**Written exercise**
Write out the complete material exactly as it stands.

**Extracted entries**
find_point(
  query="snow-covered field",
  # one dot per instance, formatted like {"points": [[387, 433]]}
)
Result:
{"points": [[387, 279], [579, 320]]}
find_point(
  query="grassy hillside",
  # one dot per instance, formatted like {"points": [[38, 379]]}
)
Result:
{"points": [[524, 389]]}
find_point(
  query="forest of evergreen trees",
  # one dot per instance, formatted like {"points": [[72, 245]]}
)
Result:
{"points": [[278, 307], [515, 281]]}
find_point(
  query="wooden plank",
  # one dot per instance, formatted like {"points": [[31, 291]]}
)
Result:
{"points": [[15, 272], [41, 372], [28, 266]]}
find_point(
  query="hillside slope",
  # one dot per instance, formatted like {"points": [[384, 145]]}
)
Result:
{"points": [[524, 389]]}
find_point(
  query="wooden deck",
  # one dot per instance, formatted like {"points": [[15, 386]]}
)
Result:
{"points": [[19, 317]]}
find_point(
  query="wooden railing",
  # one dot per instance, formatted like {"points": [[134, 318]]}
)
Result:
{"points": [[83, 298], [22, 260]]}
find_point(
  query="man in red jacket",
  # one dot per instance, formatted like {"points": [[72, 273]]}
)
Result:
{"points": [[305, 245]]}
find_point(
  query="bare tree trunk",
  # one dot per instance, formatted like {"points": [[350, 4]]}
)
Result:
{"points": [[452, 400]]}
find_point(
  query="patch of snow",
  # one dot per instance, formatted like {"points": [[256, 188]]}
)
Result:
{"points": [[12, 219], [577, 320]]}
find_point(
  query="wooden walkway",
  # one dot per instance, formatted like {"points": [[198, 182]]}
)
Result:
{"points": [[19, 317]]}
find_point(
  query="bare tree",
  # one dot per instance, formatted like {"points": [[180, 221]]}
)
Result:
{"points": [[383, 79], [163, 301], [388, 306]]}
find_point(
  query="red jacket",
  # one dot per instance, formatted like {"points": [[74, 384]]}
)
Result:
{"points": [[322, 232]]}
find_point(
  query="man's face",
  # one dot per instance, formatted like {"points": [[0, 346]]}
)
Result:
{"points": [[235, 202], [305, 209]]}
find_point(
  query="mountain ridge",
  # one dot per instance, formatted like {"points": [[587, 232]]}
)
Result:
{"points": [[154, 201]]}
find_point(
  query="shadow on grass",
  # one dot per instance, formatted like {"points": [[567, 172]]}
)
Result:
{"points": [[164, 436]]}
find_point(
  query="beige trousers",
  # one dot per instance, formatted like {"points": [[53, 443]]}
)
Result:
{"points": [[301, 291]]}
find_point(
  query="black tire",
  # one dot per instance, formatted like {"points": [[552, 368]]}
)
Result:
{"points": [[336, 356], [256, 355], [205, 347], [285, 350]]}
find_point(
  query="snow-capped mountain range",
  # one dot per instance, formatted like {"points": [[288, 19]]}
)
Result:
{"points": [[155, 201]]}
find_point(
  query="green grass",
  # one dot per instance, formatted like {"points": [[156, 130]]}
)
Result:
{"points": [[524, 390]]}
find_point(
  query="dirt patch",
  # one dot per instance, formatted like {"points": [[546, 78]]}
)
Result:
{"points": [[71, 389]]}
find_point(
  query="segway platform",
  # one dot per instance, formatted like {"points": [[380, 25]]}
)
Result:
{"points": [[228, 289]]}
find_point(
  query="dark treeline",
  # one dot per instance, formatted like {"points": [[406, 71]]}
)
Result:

**Solution for this exercise**
find_point(
  query="snow-covered field",
  # one dot per instance, formatted like {"points": [[387, 433]]}
)
Result:
{"points": [[387, 279], [579, 320]]}
find_point(
  query="grassy hillside",
  # one dot per instance, formatted like {"points": [[38, 379]]}
)
Result:
{"points": [[524, 389]]}
find_point(
  query="forest of evergreen trees",
  # one dot per instance, formatted like {"points": [[72, 245]]}
)
Result:
{"points": [[278, 307], [515, 281]]}
find_point(
  query="wooden plank",
  # one dot per instance, formatted like {"points": [[31, 291]]}
)
Result:
{"points": [[15, 272], [41, 372], [28, 266]]}
find_point(
  query="hillside slope",
  # one dot per instance, formatted like {"points": [[384, 145]]}
)
Result:
{"points": [[524, 389]]}
find_point(
  query="wooden deck",
  # one dot per instance, formatted like {"points": [[15, 386]]}
)
Result:
{"points": [[19, 317]]}
find_point(
  query="wooden railing",
  # one dot per instance, formatted like {"points": [[134, 318]]}
)
Result:
{"points": [[83, 298], [22, 260]]}
find_point(
  query="man in red jacket",
  # one dot per instance, formatted like {"points": [[72, 273]]}
)
Result:
{"points": [[305, 245]]}
find_point(
  query="bare tree trunk",
  # one dot per instance, formatted like {"points": [[350, 4]]}
)
Result:
{"points": [[452, 400]]}
find_point(
  query="patch of snow",
  # one dot per instance, formatted like {"points": [[256, 188]]}
)
Result:
{"points": [[12, 219], [577, 320]]}
find_point(
  query="wooden walkway",
  # one dot per instance, formatted like {"points": [[198, 182]]}
)
Result:
{"points": [[19, 317]]}
find_point(
  query="bare tree",
  # one dot per instance, formatted like {"points": [[180, 221]]}
)
Result:
{"points": [[383, 79], [163, 301], [388, 306]]}
find_point(
  query="red jacket",
  # one dot per instance, formatted like {"points": [[74, 384]]}
)
Result:
{"points": [[322, 232]]}
find_point(
  query="man's face",
  # one dot per instance, formatted like {"points": [[0, 346]]}
)
Result:
{"points": [[235, 202], [305, 209]]}
find_point(
  query="mountain ridge",
  # one dot per instance, formatted like {"points": [[587, 232]]}
)
Result:
{"points": [[154, 201]]}
find_point(
  query="shadow on grass",
  # one dot per instance, formatted like {"points": [[567, 172]]}
)
Result:
{"points": [[164, 436]]}
find_point(
  query="beige trousers",
  # one dot per instance, formatted like {"points": [[53, 443]]}
)
Result:
{"points": [[301, 291]]}
find_point(
  query="black tire",
  # one dot per instance, formatted like {"points": [[552, 368]]}
)
Result:
{"points": [[336, 356], [256, 355], [205, 347], [285, 350]]}
find_point(
  query="snow-capped mountain range",
  # one dot per instance, formatted like {"points": [[288, 19]]}
)
Result:
{"points": [[155, 201]]}
find_point(
  query="green grass",
  # one dot per instance, formatted like {"points": [[156, 130]]}
)
Result:
{"points": [[524, 390]]}
find_point(
  query="dirt patch",
  # one dot per instance, formatted like {"points": [[546, 78]]}
)
Result:
{"points": [[71, 389]]}
find_point(
  query="segway platform",
  # one dot per instance, formatted like {"points": [[380, 25]]}
)
Result:
{"points": [[228, 289]]}
find_point(
  query="dark treeline",
  # one dot per instance, formatted like {"points": [[406, 71]]}
)
Result:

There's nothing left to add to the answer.